Excerto da fonte:
-=-=-

A União Europeia e o Canadá iniciaram negociações em 2009 com vista a um acordo de comércio entre a UE e o Canadá, designado por Acordo Económico e Comercial Global (AECG), também conhecido na sua denominação em inglês como Comprehensive Trade and Economic Agreement (CETA). No início de julho de 2016, a Comissão Europeia propôs ao Conselho da UE a assinatura e celebração do acordo. A sua entrada em vigor em pleno estará subordinada à decisão do Conselho da UE, com respetiva aprovação do Parlamento Europeu, e por todos os Estados-Membros, conforme os procedimentos nacionais aplicáveis.
Recentemente, o parlamento regional da Valónia, na Bélgica, onde o tratado tem sido objeto de análise detalhada desde o início do ano, não o aprovou. Esta decisão suscitou várias reações, incluindo de eurodeputados e eurodeputadas que subscreveram uma carta publicada num diário belga de grande distribuição, onde declaram que o CETA não é mais do que “uma porta de entrada na União Europeia para o conjunto dos actores económicos dos Estados Unidos, constituindo assim um verdadeiro cavalo de Tróia do TTIP”, uma vez que todas as multinacionais norte-americanas detêm filiais no Canadá e vigoram acordos comerciais entre aqueles dois países. Com a aprovação do CETA, “as normas sociais e ambientais que protegem trabalhadores, cidadãos e empresas na Europa serão diretamente atacadas ao serem postas em concorrência com as economias norte-americanas”.
Em Portugal, as preocupações de inúmeros cidadãos parecem não ter sido acolhidas pelo Governo. Segundo declarações da Subdiretora-Geral da Direção-Geral de Assuntos Europeus do Ministério dos Negócios Estrangeiros (MNE), num seminário dedicado ao CETA e seus efeitos, no passado dia 26 de setembro, em Lisboa,“O Governo português está muito satisfeito com os resultados obtidos até ao momento”. A Subdiretora-geral afirmou também que é objetivo do Governo implementar o acordo rapidamente. Na sua opinião “há consenso europeu inequívoco de que o acordo é muito bom e que deve entrar em vigor”. Já em relação ao TTIP, foi dito que as negociações estão paradas e que “a discussão está a ser muito difícil e ainda não se chegou a um texto comum”. Há divergências em muitas áreas e “devemos ser duros e firmes a defender os nossos interesses, mas não desistir do processo negocial”.
No mesmo seminário, o Secretário de Estado da Agricultura e Alimentação considerou que os interesses da agricultura portuguesa estão acautelados, sendo que, no CETA, a questão essencial é atender às barreiras técnicas de natureza sanitária e fitossanitária e que neste campo é preciso encontrar as melhores soluções. Por outro lado. Quanto ao TTIP, reconheceu que a situação é mais complicada e que a Europa deve continuar a bater-se por altos padrões de qualidade e segurança alimentar.

-=-=-

Material fornecido:
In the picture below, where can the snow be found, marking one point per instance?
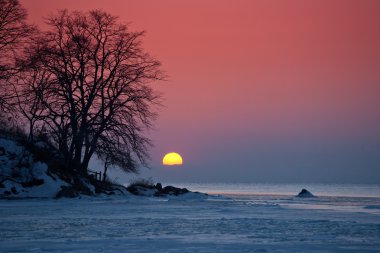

-=-=-

Exercício proposto:
Diga se cada afirmação abaixo está de acordo com o texto sobre o CETA, respondendo sim ou não e citando as palavras do texto que decidem a resposta. 1. As negociações entre a União Europeia e o Canadá começaram em 2009. 2. O parlamento regional da Valónia aprovou o tratado. 3. Sobre o TTIP, foi dito no seminário que as negociações estão a avançar.

Resolução do exercício:
1. Sim: "A União Europeia e o Canadá iniciaram negociações em 2009"
2. Não: "o parlamento regional da Valónia, na Bélgica, onde o tratado tem sido objeto de análise detalhada desde o início do ano, não o aprovou"
3. Não: "foi dito que as negociações estão paradas"